> **Work required**
Without including any pictures, give back all of the data exactly.

*** Opening of Recorded information ***

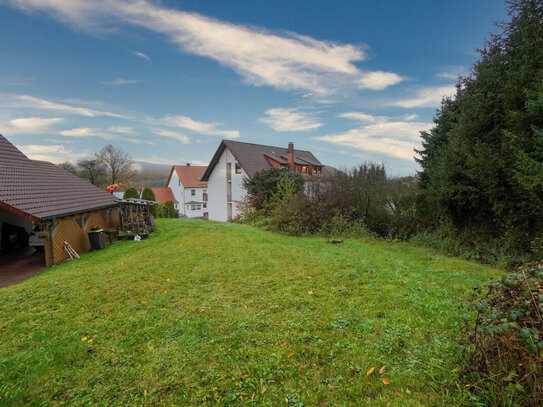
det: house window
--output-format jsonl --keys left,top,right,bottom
{"left": 191, "top": 189, "right": 195, "bottom": 196}
{"left": 235, "top": 163, "right": 242, "bottom": 174}
{"left": 203, "top": 203, "right": 207, "bottom": 208}
{"left": 203, "top": 189, "right": 207, "bottom": 194}
{"left": 302, "top": 166, "right": 307, "bottom": 173}
{"left": 191, "top": 204, "right": 201, "bottom": 211}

*** Close of Recorded information ***

> **Exercise result**
det: house window
--output-format jsonl --keys left,top,right,bottom
{"left": 191, "top": 189, "right": 195, "bottom": 196}
{"left": 235, "top": 163, "right": 242, "bottom": 174}
{"left": 203, "top": 203, "right": 207, "bottom": 208}
{"left": 203, "top": 189, "right": 207, "bottom": 194}
{"left": 302, "top": 166, "right": 307, "bottom": 173}
{"left": 191, "top": 204, "right": 201, "bottom": 211}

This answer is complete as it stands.